** START INFORMATION SHOWN **

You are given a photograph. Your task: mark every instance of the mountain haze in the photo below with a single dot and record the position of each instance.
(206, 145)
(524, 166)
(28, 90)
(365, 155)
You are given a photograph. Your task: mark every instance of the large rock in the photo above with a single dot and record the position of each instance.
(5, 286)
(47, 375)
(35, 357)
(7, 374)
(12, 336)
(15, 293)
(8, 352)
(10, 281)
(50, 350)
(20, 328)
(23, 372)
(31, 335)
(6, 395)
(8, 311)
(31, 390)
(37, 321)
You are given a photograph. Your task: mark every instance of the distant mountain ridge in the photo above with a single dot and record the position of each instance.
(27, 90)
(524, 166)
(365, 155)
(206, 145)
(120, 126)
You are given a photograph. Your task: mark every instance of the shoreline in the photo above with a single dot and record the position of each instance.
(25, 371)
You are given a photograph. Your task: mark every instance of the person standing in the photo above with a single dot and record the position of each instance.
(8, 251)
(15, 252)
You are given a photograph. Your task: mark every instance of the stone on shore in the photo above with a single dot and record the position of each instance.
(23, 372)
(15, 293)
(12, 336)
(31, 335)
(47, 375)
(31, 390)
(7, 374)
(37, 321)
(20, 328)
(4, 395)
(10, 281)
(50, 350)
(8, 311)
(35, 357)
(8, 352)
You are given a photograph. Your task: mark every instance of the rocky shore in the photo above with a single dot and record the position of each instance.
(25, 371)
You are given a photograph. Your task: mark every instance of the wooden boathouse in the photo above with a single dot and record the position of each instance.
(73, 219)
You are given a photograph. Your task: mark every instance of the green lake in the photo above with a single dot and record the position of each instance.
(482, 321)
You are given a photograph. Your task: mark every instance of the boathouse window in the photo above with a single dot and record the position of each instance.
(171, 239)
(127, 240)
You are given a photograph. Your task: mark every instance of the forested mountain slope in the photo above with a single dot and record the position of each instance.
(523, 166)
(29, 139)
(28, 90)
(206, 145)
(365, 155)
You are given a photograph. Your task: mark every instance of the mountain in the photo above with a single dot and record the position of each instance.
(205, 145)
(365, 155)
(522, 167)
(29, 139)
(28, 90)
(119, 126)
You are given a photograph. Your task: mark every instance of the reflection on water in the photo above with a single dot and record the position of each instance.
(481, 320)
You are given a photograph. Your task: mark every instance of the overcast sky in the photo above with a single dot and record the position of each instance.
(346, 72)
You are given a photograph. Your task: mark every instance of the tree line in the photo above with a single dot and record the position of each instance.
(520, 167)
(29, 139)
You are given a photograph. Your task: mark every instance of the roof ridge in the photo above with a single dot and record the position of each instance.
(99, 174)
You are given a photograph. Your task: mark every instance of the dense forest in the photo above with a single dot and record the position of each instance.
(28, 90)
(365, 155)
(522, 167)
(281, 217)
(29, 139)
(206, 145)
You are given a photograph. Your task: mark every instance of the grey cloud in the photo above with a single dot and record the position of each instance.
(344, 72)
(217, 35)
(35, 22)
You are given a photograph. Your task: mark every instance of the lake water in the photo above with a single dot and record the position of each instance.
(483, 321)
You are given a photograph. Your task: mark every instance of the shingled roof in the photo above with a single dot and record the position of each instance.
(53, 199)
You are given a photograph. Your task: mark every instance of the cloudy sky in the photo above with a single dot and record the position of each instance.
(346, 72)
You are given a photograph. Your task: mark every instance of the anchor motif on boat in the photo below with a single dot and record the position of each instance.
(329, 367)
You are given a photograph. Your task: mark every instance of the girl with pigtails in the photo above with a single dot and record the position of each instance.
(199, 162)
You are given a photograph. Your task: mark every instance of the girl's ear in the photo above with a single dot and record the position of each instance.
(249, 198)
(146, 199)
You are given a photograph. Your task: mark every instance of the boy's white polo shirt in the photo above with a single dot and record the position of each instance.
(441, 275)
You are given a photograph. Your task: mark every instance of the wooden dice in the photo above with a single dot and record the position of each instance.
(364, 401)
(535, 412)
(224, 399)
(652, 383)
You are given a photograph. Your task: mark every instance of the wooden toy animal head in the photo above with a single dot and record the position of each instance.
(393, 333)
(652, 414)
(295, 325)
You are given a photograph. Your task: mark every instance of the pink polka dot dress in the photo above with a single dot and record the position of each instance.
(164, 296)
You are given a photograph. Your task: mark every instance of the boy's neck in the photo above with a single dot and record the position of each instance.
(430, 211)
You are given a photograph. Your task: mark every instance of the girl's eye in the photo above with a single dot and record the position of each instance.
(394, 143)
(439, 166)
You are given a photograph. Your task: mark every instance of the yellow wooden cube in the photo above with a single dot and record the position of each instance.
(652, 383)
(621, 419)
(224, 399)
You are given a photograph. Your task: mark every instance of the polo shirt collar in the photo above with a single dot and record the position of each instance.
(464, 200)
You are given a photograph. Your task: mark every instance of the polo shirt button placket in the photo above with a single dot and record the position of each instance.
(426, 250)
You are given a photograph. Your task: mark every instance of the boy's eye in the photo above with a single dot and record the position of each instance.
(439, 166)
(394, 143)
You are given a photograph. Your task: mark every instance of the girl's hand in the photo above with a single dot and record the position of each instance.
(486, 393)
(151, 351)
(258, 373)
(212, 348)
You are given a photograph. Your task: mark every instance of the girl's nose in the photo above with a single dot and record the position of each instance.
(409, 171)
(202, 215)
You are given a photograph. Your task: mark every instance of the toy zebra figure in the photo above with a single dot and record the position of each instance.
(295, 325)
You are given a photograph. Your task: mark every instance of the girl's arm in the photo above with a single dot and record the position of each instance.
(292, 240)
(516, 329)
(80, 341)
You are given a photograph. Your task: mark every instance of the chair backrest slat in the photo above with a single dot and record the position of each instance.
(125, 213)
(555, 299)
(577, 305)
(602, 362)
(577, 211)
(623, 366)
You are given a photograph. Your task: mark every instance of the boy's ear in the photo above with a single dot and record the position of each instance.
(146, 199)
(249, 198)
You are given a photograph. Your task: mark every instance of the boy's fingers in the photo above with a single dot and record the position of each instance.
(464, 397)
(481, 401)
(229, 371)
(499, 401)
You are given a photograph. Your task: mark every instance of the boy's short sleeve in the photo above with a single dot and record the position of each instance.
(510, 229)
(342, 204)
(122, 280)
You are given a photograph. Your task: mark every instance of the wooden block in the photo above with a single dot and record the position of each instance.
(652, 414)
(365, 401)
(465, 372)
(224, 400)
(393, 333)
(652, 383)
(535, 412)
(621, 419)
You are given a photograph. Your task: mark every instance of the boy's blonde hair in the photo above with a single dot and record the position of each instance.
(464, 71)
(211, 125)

** END INFORMATION SHOWN **

* **TASK DIRECTIONS**: Nothing should be left out: repeat all of the data exactly.

* **EXERCISE RESPONSE**:
You are given a photograph. Your task: mark every instance of the mountain haze in the photo below with a single dot and record the position of each instance.
(206, 145)
(524, 166)
(28, 90)
(365, 155)
You are given a photograph. Your task: mark every instance of the large rock in the photo above with a single dot and record the position of each instance.
(5, 286)
(47, 375)
(35, 357)
(7, 374)
(12, 336)
(15, 293)
(8, 352)
(10, 281)
(50, 350)
(20, 328)
(23, 372)
(31, 335)
(6, 395)
(8, 311)
(31, 390)
(37, 321)
You are given a photograph. Your task: mark every instance of the distant mountain ridge in the photo above with a single dot and record the position of each instance.
(27, 90)
(524, 166)
(365, 155)
(206, 145)
(120, 126)
You are given a photograph. Your task: mark every instance of the shoreline in the photo above with a single dot and record the position of each instance.
(25, 371)
You are given a photograph. Your task: mark every instance of the person standing in the photo above with a single dot and record the position of each instance.
(8, 251)
(15, 252)
You are given a photograph. Your task: mark every instance of the stone on shore in the photo above with a single dot and record the position of each instance.
(23, 372)
(15, 293)
(12, 336)
(31, 335)
(47, 375)
(31, 390)
(7, 374)
(37, 321)
(20, 328)
(4, 395)
(10, 281)
(50, 350)
(8, 311)
(35, 357)
(8, 352)
You are given a photograph. Your task: mark every instance of the rocky shore in the photo above with a single dot and record the position of each instance.
(25, 371)
You are given a photograph. Your task: mark every instance of the wooden boathouse in the photo above with a single dot and record the position of each instance.
(73, 219)
You are given a photograph. Your task: mark every instance of the green lake in the photo above with a single dot and record the position of each instance.
(482, 321)
You are given a photograph. Your task: mark every instance of the boathouse window in the photo above with a single dot and record the position of each instance.
(171, 239)
(127, 240)
You are given a photograph. Your task: mark every instance of the forested mountain slope in the photo above with a single dot and record the position of each instance.
(523, 166)
(29, 139)
(28, 90)
(206, 145)
(365, 155)
You are given a photograph. Your task: mark every instance of the mountain in the photo above with a single dot and record the position of each instance.
(205, 145)
(365, 155)
(522, 167)
(29, 139)
(28, 90)
(119, 126)
You are given a photograph. Your task: mark every instance of the reflection on water in the photo above with a single dot and record the position of each instance.
(481, 320)
You are given a photograph. Your task: mark every instance of the overcast sky in the photo above with a single dot and record the position of each instance.
(346, 72)
You are given a photograph. Your task: mark every instance of the tree line in the photo above with a single dot and record the position of each instance.
(520, 167)
(29, 139)
You are given a photograph. Your task: mark every instance of the roof ridge in the photo above with a single dot and record the position of each instance.
(99, 174)
You are given a photograph. Your task: mark every instance of the dense forest in the photo above with a single dot and record the position of each instance.
(28, 90)
(365, 155)
(522, 167)
(281, 217)
(29, 139)
(206, 145)
You are given a photograph. Your task: mark every instance of the grey cloud in the photo above with a single dot and record the position of each instance.
(344, 72)
(217, 35)
(35, 22)
You are given a photograph. Your task: mark every instance of the lake water in the photo above with a single dot and record the position of each instance.
(483, 321)
You are given a photograph. Your task: mark every instance of the shingled roof in the photo above with a single dot and record the position of each instance.
(53, 199)
You are given a photograph. Your task: mark every instance of the cloudy sky in the photo above with a single dot and record the position of each instance.
(346, 72)
You are given a photograph. Your task: mark every instance of the anchor motif on boat in the photo below with a single dot and record the position of each instance.
(329, 367)
You are given a photograph. Your task: mark every instance of the girl with pigtails in the photo above with a single dot and record the position of each instance.
(199, 162)
You are given a photograph. Your task: mark every instance of the girl's ear in the photo above with a single dot and record the position of each instance.
(249, 198)
(146, 199)
You are given a photograph. Your task: mark every instance of the boy's white polo shirt in the photo above with a single dot and record the position of each instance.
(441, 275)
You are given a photograph. Your task: mark every instance of the wooden dice in the photo above with a single dot and record the position of each instance.
(364, 401)
(535, 412)
(224, 399)
(652, 383)
You are given a photograph. Your task: mark every instance of the wooden toy animal head in the photo above with a single dot and record the position of each instance.
(393, 333)
(652, 414)
(295, 325)
You are given a photograph. Your task: mark every instance of the pink polka dot dress in the photo above with a single dot and record the position of each instance.
(164, 296)
You are given a photograph. Your task: mark every instance of the boy's neck in the photo above with a single dot and record the position of each instance.
(430, 211)
You are given a photograph. Your task: mark every instance of the girl's eye in the photo above with a single dot and record the position of each instance.
(394, 143)
(439, 166)
You are given a photograph. Your task: mark every instance of the yellow wooden cube in the photo above with a single dot and record the position of each instance.
(652, 383)
(621, 419)
(224, 399)
You are given a photograph. Your task: mark every instance of the polo shirt collar in the photo above with a single dot and record the position of each instance.
(464, 200)
You are given a photograph. Your task: mark every instance of the polo shirt button placket in the photo above with a single dot and record the position of each instance.
(426, 250)
You are given a photograph. Your task: mark every instance of the boy's eye in the photo above with a single dot and record the position of each instance.
(439, 166)
(394, 143)
You are given a photograph. Your task: mark every instance of the girl's hand in the photo above with a single dot and record the position of each instance.
(486, 393)
(151, 351)
(258, 373)
(212, 348)
You are given a photograph. Your task: mark every instance of the girl's nose in the photo above with a single dot and record the position of each instance.
(409, 171)
(202, 215)
You are given a photograph. Your task: mark every instance of the toy zebra figure in the photo above with a single dot and record the position of each instance.
(295, 325)
You are given a photograph. Your task: mark every instance of the girl's arm in the photo above with a single dot and record the position of each instance.
(292, 240)
(516, 329)
(80, 341)
You are given a photograph. Your task: mark every instance of the chair backrest slat in the photo above with a single dot and record the position of each instance.
(125, 213)
(555, 299)
(577, 305)
(602, 362)
(577, 211)
(623, 366)
You are given a photograph. Your task: mark every instance of the boy's ear in the photo above with a single dot and record the position of each instance.
(146, 199)
(249, 198)
You are given a photograph. Your task: mark every instance of the boy's fingers in the photo above with a single dot and record the position of each instance.
(464, 397)
(481, 401)
(229, 371)
(499, 401)
You are given a photograph. Your task: mark every instance of the boy's short sleeve in the photo above with a single dot and record the position of each instance.
(510, 229)
(342, 204)
(122, 280)
You are given a photograph. Your task: mark every instance of the wooden block in the photo above with a single dot and record the position of each instance.
(652, 414)
(365, 401)
(465, 372)
(224, 400)
(393, 333)
(652, 383)
(535, 412)
(621, 419)
You are given a photograph. Your task: mark every instance of the boy's blonde hair in the photo above with a single dot and record the position of each instance.
(464, 71)
(211, 125)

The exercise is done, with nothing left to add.